▸ EXTRACTED DATA
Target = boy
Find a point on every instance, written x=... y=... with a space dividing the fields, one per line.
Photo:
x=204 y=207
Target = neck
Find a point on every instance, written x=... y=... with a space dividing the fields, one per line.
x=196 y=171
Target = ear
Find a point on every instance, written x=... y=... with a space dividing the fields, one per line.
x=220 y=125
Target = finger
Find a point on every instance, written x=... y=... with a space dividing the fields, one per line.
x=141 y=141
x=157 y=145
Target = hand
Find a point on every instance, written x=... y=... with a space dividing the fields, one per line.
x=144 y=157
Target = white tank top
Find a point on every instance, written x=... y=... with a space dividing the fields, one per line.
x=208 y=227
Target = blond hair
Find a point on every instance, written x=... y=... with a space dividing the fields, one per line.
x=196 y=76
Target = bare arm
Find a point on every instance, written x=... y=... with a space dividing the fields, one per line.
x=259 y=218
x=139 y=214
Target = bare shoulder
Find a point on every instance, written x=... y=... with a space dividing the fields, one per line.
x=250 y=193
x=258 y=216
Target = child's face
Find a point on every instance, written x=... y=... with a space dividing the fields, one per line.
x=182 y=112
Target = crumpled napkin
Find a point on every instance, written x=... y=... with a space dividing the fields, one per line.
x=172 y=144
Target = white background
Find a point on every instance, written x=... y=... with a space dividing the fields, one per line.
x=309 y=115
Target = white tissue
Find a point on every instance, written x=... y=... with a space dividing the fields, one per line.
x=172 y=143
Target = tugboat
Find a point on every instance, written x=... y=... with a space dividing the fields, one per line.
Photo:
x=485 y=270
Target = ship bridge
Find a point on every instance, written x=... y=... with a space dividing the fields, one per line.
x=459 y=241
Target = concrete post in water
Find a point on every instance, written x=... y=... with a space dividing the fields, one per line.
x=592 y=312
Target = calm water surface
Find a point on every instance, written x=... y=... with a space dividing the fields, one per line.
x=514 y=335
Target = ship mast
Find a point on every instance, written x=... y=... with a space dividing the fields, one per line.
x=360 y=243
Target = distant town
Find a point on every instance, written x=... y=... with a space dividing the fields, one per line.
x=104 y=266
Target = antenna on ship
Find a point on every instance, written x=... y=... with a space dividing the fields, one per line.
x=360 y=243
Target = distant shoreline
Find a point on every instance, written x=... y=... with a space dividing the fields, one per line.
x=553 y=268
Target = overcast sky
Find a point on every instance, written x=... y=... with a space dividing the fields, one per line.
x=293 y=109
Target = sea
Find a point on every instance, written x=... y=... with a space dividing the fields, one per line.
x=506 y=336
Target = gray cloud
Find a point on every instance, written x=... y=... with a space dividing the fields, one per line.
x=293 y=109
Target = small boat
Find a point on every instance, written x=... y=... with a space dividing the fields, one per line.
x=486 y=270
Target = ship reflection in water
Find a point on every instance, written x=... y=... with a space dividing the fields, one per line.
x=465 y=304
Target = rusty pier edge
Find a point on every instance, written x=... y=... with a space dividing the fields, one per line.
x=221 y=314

▸ WHAT IS ASKED
Copy out all of the material above line for line, with no changes.

▸ COMPLETED TASK
Target = boy
Find a point on every instance, written x=... y=... with a space dividing the fields, one per line.
Photo:
x=204 y=207
Target = neck
Find a point on every instance, written x=... y=... with a space dividing the fields, one per line.
x=196 y=171
Target = ear
Find a point on every instance, written x=... y=... with a space dividing the fields, one per line.
x=220 y=125
Target = finger
Find a point on every instance, written x=... y=... with a space dividing the fields, one per line.
x=141 y=141
x=157 y=145
Target = hand
Find a point on every instance, written x=... y=... with a space dividing the fields, one per line.
x=144 y=157
Target = white tank top
Find a point on every instance, written x=... y=... with a space dividing the fields, one per line.
x=208 y=227
Target = blond hair
Find a point on every instance, written x=... y=... with a space dividing the fields, one per line.
x=196 y=76
Target = bare arm
Find a point on every instance, written x=... y=... with a space dividing the fields, one per line.
x=259 y=218
x=139 y=214
Target = bare shoulder
Find a point on every instance, written x=... y=... with a space dividing the fields, one per line.
x=250 y=193
x=258 y=216
Target = child's face
Find a point on every instance, written x=... y=... with a space dividing the fields, one per line.
x=182 y=112
Target = crumpled napkin
Find a point on every instance, written x=... y=... with a space dividing the fields, one per line.
x=172 y=144
Target = white background
Find a point on every instance, written x=... y=... with a space dividing the fields, one per line.
x=309 y=115
Target = white tissue
Find a point on every instance, written x=... y=... with a space dividing the fields, one per line.
x=172 y=143
Target = tugboat
Find a point on every instance, written x=... y=... with a space dividing the fields, one per line.
Photo:
x=485 y=270
Target = ship bridge
Find a point on every instance, written x=... y=... with a space dividing the fields, one per line.
x=459 y=241
Target = concrete post in water
Find a point on every instance, written x=... y=... with a space dividing the fields, one per line.
x=592 y=312
Target = calm water surface
Find a point on every instance, written x=... y=... with a space dividing the fields, one per line.
x=514 y=335
Target = ship mast
Find a point on every instance, written x=... y=... with a space dividing the fields, one per line.
x=360 y=243
Target = distant town
Find a point on every instance, written x=... y=... with a space dividing the fields, one per line.
x=104 y=266
Target = antenna on ship
Find a point on every instance, written x=... y=... with a space dividing the fields, one per line.
x=360 y=243
Target = distant shoreline
Find a point on every instance, written x=... y=... with a space dividing the fields, one per line.
x=553 y=268
Target = overcast sky
Find a point on every instance, written x=... y=... with a space dividing the fields, one per line.
x=293 y=109
Target = sea
Find a point on every instance, written x=... y=... with a space dividing the fields, one per line.
x=506 y=336
Target = gray cloud
Find a point on every instance, written x=... y=... with a space dividing the fields, one per line.
x=293 y=109
Target = small boat
Find a point on every instance, written x=... y=... with a space dividing the fields, one per line.
x=486 y=270
Target = ship reflection in water
Find a point on every instance, written x=... y=... with a space dividing the fields, one per line.
x=465 y=304
Target = rusty pier edge
Find a point on every instance, written x=... y=... with a space dividing the fields, one per line.
x=221 y=314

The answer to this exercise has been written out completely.